▼
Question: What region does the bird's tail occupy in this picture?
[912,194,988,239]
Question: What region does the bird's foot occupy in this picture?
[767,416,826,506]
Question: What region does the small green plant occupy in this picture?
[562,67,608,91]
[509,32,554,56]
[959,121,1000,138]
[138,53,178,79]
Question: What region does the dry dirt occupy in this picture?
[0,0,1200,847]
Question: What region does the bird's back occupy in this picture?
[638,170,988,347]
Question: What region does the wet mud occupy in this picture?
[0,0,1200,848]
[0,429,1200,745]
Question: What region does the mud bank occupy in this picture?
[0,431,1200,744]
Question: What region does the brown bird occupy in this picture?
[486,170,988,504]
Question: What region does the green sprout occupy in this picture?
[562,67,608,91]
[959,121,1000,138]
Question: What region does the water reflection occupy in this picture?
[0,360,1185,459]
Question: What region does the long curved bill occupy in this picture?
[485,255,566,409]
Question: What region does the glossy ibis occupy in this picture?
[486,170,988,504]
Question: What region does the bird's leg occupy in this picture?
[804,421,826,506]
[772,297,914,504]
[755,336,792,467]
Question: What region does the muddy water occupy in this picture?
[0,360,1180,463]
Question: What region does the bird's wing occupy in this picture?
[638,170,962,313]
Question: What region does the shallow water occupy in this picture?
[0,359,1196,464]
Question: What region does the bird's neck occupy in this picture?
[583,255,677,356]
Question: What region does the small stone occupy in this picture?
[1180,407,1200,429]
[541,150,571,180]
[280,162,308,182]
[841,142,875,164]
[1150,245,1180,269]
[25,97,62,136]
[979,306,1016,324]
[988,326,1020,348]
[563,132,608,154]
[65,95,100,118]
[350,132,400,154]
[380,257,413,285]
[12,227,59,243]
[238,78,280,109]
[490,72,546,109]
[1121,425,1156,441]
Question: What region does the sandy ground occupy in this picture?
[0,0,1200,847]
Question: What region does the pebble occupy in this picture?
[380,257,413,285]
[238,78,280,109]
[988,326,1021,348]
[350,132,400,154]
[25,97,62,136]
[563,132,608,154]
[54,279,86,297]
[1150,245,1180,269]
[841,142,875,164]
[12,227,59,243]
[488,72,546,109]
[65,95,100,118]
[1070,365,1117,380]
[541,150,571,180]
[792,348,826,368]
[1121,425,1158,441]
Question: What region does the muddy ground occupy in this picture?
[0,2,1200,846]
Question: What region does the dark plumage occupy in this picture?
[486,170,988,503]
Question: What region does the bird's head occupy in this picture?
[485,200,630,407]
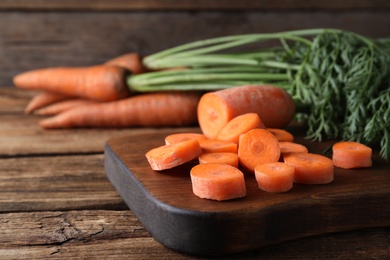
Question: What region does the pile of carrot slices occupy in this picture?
[145,85,372,201]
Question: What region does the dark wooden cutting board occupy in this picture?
[105,128,390,255]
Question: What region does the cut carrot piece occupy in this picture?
[267,128,294,142]
[279,141,309,153]
[255,162,295,193]
[105,52,146,74]
[198,153,238,168]
[24,91,71,114]
[217,113,265,144]
[199,139,237,153]
[165,133,207,144]
[238,129,280,173]
[198,85,295,139]
[284,153,334,184]
[145,139,202,171]
[279,141,309,161]
[332,141,372,169]
[190,163,246,201]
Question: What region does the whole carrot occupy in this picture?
[24,91,71,114]
[198,85,295,139]
[13,65,129,101]
[34,98,99,116]
[40,92,200,129]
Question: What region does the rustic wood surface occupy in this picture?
[0,88,390,259]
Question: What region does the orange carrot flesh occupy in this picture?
[238,129,280,173]
[255,162,295,193]
[104,52,146,74]
[190,163,247,201]
[284,153,334,184]
[279,141,309,162]
[145,139,202,171]
[217,113,265,144]
[279,142,309,154]
[332,141,372,169]
[198,153,238,168]
[267,128,294,142]
[199,139,237,153]
[198,85,295,139]
[24,91,71,114]
[40,92,199,129]
[164,133,207,144]
[13,65,130,101]
[34,98,99,116]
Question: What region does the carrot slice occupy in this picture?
[238,129,280,173]
[145,139,202,171]
[217,113,265,144]
[165,133,207,144]
[284,153,334,184]
[279,141,309,154]
[198,153,238,168]
[279,141,309,162]
[332,141,372,169]
[190,163,246,201]
[267,128,294,142]
[199,139,237,153]
[255,162,295,193]
[198,85,295,139]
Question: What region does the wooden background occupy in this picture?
[0,0,390,86]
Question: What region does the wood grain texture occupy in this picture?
[0,210,390,260]
[0,0,390,10]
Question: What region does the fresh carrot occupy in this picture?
[145,139,202,171]
[34,98,99,116]
[164,133,207,144]
[199,139,237,153]
[255,162,295,193]
[198,152,238,168]
[40,92,200,129]
[283,153,334,184]
[198,85,295,139]
[267,128,294,142]
[190,163,247,201]
[238,129,280,173]
[279,141,309,161]
[24,91,71,114]
[332,141,372,169]
[13,65,130,101]
[216,113,265,144]
[104,52,146,74]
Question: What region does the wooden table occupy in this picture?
[0,87,390,259]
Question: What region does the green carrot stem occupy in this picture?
[128,73,288,86]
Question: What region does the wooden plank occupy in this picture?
[105,134,390,255]
[0,10,390,86]
[0,0,390,11]
[0,154,126,212]
[0,210,390,260]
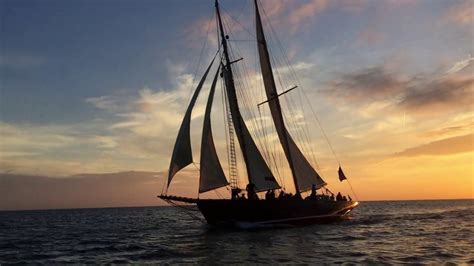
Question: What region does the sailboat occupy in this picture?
[158,0,359,226]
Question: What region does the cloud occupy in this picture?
[289,0,329,29]
[0,53,46,68]
[421,122,474,138]
[398,77,474,114]
[0,171,165,210]
[395,134,474,157]
[446,55,474,74]
[444,0,474,27]
[357,29,386,45]
[323,62,474,115]
[325,67,406,102]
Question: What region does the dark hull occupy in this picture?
[197,199,359,227]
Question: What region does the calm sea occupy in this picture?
[0,200,474,264]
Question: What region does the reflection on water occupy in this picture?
[0,200,474,264]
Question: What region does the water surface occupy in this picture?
[0,200,474,264]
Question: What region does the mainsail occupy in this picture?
[199,65,229,193]
[215,0,280,191]
[168,57,215,187]
[255,0,326,192]
[223,68,280,191]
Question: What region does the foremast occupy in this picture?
[254,0,326,192]
[215,0,280,191]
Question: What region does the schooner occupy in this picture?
[158,0,359,225]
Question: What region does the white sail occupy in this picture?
[222,67,280,191]
[168,59,214,187]
[255,0,326,191]
[199,65,229,193]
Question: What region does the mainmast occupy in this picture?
[254,0,326,194]
[254,0,300,195]
[215,0,251,185]
[215,0,280,191]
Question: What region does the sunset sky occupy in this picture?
[0,0,474,210]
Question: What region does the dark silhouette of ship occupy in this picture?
[158,0,359,226]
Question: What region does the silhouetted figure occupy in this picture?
[246,183,258,200]
[278,190,285,199]
[309,184,318,199]
[232,188,242,199]
[265,189,275,200]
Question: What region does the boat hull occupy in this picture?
[197,199,359,226]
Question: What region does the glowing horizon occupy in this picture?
[0,0,474,210]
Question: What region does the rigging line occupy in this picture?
[346,178,359,201]
[263,1,332,175]
[165,200,205,223]
[188,12,215,101]
[221,1,254,41]
[161,8,215,194]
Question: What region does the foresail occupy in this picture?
[222,67,280,191]
[255,0,326,191]
[168,58,215,187]
[286,131,326,191]
[199,65,229,193]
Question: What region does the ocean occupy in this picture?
[0,200,474,264]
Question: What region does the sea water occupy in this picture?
[0,200,474,264]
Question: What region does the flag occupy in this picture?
[337,166,347,182]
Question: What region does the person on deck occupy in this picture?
[265,189,275,200]
[306,184,318,200]
[246,183,258,200]
[278,189,285,199]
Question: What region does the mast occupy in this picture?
[215,0,251,184]
[254,0,326,194]
[254,0,300,194]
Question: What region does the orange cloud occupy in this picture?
[444,0,474,27]
[290,0,329,26]
[396,134,474,156]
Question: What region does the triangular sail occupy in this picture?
[222,67,280,191]
[337,166,347,182]
[168,58,215,187]
[255,0,326,192]
[199,65,229,193]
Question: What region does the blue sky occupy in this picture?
[0,0,474,208]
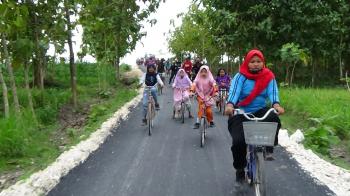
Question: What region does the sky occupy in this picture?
[122,0,191,65]
[48,0,192,65]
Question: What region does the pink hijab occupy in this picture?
[193,65,216,99]
[173,69,192,88]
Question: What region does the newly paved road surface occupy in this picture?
[49,81,332,196]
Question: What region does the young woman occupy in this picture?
[226,50,284,182]
[215,68,231,106]
[140,64,164,124]
[191,66,217,129]
[215,68,231,90]
[173,69,193,118]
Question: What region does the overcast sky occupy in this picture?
[48,0,191,65]
[122,0,191,64]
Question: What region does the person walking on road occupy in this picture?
[225,50,284,182]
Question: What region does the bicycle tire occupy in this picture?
[254,152,266,196]
[222,101,226,116]
[181,102,185,124]
[147,103,152,136]
[201,118,207,148]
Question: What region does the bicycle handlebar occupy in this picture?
[235,108,278,121]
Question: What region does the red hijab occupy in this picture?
[238,50,275,106]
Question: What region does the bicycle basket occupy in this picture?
[243,121,278,146]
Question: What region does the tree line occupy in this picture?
[0,0,160,118]
[169,0,350,86]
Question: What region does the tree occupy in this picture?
[64,0,77,108]
[80,0,160,81]
[0,2,27,114]
[0,64,10,118]
[280,43,308,86]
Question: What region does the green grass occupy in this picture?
[281,88,350,168]
[0,64,137,184]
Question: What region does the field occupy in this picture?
[0,64,136,190]
[280,88,350,168]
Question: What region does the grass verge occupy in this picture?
[281,88,350,169]
[0,64,137,191]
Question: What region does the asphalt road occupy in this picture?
[48,82,333,196]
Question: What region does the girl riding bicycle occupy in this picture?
[173,69,193,118]
[191,65,217,129]
[226,50,284,182]
[140,64,164,124]
[215,68,231,106]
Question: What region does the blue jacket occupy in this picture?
[227,73,280,113]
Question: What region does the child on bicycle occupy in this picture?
[140,64,164,124]
[173,69,193,118]
[225,50,284,182]
[191,65,217,129]
[215,68,231,106]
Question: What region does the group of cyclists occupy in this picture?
[141,49,284,182]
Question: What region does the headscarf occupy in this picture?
[238,50,275,106]
[193,65,216,98]
[146,64,157,76]
[216,68,231,87]
[173,69,192,88]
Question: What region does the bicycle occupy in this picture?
[158,73,165,95]
[235,108,278,196]
[218,88,227,115]
[173,88,186,124]
[145,86,156,136]
[196,95,213,148]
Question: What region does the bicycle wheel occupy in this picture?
[201,118,207,148]
[147,103,153,136]
[181,102,186,123]
[222,101,226,116]
[254,152,266,196]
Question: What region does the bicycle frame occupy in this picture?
[219,88,228,115]
[235,108,277,196]
[197,95,213,148]
[145,86,155,136]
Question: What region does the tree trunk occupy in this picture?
[289,62,297,86]
[24,61,36,120]
[1,33,21,114]
[284,65,289,85]
[0,67,10,118]
[345,71,350,92]
[339,35,344,79]
[64,1,77,108]
[115,57,120,82]
[311,59,315,87]
[27,0,44,90]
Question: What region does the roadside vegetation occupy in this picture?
[169,0,350,168]
[281,88,350,169]
[0,63,137,189]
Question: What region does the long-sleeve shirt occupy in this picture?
[140,73,164,86]
[227,73,280,113]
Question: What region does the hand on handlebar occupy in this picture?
[225,104,235,116]
[273,103,285,115]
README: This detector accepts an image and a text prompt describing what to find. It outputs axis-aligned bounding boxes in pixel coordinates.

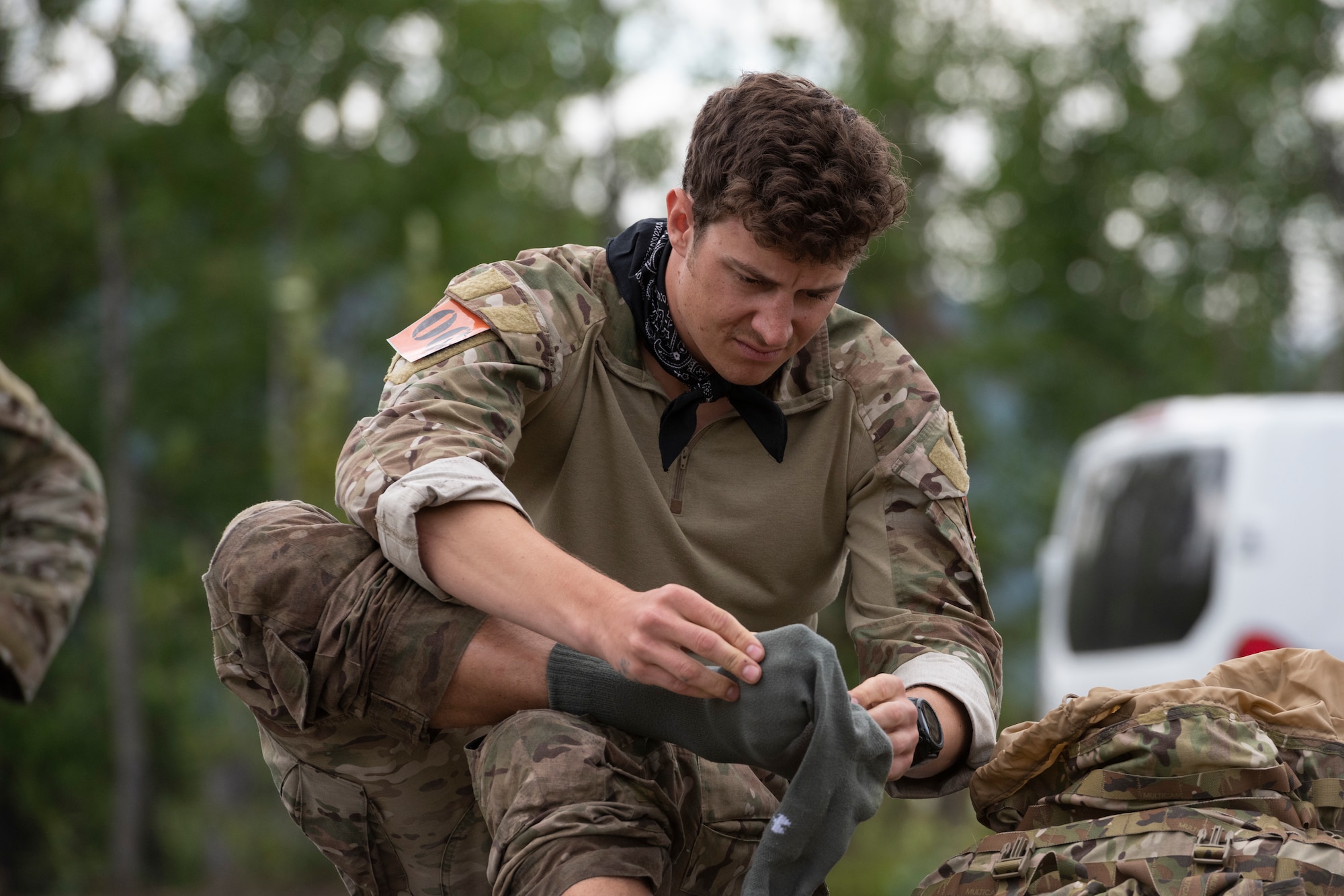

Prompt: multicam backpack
[914,649,1344,896]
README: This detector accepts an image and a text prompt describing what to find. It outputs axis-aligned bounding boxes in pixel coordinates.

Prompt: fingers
[849,673,910,709]
[656,587,765,684]
[849,673,919,780]
[622,654,738,701]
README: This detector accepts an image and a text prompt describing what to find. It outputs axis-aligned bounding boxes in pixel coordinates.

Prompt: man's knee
[468,709,683,896]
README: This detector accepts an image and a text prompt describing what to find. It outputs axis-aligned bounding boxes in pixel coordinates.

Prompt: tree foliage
[836,0,1344,720]
[0,0,614,892]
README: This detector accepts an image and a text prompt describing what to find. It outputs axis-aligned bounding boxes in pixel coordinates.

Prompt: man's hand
[849,673,970,780]
[415,501,765,700]
[597,584,765,700]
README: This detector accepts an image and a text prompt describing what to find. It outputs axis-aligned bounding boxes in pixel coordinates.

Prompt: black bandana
[606,218,789,470]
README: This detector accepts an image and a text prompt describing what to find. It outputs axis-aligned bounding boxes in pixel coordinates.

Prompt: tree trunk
[94,173,146,893]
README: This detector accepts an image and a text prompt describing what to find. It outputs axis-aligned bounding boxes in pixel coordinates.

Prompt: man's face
[667,191,849,386]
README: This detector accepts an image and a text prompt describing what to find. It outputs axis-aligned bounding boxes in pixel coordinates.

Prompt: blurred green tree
[0,0,616,892]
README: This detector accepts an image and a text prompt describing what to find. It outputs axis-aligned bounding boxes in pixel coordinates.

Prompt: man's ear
[668,187,695,258]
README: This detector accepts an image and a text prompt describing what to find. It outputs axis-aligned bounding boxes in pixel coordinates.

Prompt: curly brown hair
[681,73,907,265]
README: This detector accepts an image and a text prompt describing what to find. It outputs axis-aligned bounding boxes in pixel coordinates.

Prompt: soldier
[0,355,105,703]
[206,74,1001,896]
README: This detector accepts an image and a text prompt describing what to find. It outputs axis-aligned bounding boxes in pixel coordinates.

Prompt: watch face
[910,697,942,768]
[915,700,942,750]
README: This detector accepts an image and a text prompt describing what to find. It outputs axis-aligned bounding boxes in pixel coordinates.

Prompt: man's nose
[751,296,793,348]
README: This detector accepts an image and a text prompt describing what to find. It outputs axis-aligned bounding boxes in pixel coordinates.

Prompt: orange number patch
[387,298,489,361]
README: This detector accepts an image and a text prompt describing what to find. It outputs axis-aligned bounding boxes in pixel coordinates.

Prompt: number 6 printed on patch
[387,298,491,361]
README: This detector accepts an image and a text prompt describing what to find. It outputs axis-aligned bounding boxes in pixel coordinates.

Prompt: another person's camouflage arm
[0,364,105,703]
[336,249,589,598]
[832,316,1003,797]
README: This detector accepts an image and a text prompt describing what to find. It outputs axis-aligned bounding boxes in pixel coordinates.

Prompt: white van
[1038,395,1344,712]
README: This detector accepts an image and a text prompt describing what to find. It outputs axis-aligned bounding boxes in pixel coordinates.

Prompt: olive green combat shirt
[336,246,1001,795]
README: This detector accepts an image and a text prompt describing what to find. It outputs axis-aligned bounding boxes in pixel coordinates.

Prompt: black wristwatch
[910,697,942,768]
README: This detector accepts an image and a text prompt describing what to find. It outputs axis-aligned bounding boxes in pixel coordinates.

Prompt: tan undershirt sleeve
[376,457,532,600]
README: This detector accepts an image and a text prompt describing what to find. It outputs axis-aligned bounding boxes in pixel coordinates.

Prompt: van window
[1068,449,1227,652]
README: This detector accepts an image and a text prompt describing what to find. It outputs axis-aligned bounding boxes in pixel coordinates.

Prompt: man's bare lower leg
[564,877,652,896]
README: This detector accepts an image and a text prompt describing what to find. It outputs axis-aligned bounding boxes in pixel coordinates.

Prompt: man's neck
[640,340,732,433]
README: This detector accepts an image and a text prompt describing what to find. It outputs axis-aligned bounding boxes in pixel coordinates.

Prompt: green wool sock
[546,625,891,896]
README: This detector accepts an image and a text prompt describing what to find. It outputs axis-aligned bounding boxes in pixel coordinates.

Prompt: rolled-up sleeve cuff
[376,457,531,600]
[887,653,999,798]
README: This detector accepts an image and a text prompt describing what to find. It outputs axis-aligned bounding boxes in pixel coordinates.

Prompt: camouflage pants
[261,709,784,896]
[204,501,784,896]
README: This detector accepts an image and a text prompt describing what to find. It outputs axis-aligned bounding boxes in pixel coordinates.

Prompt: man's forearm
[415,501,624,650]
[905,685,970,778]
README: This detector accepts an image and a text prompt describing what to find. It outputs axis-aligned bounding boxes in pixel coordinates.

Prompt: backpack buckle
[989,837,1031,880]
[1191,827,1232,866]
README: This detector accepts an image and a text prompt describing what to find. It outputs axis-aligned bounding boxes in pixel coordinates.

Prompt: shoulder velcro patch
[929,430,970,492]
[448,267,513,302]
[476,305,542,333]
[888,407,970,498]
[948,411,970,466]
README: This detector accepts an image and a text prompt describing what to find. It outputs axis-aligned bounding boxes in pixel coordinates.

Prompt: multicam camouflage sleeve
[336,247,587,598]
[0,364,105,703]
[831,316,1003,797]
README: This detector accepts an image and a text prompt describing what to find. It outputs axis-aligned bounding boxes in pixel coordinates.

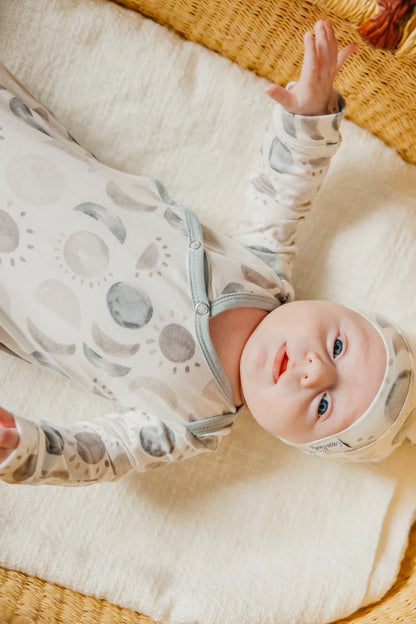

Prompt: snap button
[195,301,209,316]
[188,241,201,249]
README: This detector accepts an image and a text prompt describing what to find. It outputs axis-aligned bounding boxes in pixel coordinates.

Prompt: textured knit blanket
[0,0,416,624]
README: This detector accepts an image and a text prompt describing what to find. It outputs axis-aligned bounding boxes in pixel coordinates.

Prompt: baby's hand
[0,407,20,462]
[265,20,358,115]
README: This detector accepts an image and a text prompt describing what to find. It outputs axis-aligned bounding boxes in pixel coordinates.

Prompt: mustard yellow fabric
[111,0,416,163]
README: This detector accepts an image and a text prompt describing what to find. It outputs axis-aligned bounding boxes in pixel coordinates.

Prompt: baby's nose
[300,351,336,390]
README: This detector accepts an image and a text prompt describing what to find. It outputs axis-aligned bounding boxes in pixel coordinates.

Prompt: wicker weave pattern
[110,0,416,163]
[0,0,416,624]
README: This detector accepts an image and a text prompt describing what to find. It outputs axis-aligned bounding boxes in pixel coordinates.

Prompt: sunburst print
[0,201,35,267]
[135,236,171,277]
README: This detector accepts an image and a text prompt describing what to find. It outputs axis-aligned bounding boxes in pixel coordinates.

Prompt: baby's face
[240,301,387,443]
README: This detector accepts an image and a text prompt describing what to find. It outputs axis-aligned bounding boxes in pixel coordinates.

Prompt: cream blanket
[0,0,416,624]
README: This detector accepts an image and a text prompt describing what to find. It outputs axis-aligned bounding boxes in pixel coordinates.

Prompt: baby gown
[0,66,345,485]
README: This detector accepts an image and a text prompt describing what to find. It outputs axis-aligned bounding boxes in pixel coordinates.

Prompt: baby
[0,21,414,485]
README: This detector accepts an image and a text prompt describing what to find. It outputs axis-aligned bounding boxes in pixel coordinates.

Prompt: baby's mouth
[273,343,289,383]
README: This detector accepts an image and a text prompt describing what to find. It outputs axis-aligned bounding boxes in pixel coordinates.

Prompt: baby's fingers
[335,43,360,74]
[0,407,16,428]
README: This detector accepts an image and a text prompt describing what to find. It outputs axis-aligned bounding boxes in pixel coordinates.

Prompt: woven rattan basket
[0,0,416,624]
[112,0,416,163]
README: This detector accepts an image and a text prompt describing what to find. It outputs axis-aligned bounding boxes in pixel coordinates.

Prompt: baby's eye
[318,394,329,416]
[333,338,344,357]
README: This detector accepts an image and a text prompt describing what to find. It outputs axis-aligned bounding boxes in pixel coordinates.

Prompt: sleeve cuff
[273,82,345,146]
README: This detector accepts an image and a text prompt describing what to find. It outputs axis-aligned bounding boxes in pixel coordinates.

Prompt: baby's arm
[0,408,218,486]
[231,21,357,280]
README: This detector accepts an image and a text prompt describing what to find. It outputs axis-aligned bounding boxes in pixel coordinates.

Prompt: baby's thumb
[264,85,290,106]
[0,407,16,429]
▲
PROBLEM:
Collect each line of the listing above that contains the word "brown". Case counts.

SOLUTION TO THE EXERCISE:
Question: What region does the brown bird occupy in this picture?
Prompt: curly brown hair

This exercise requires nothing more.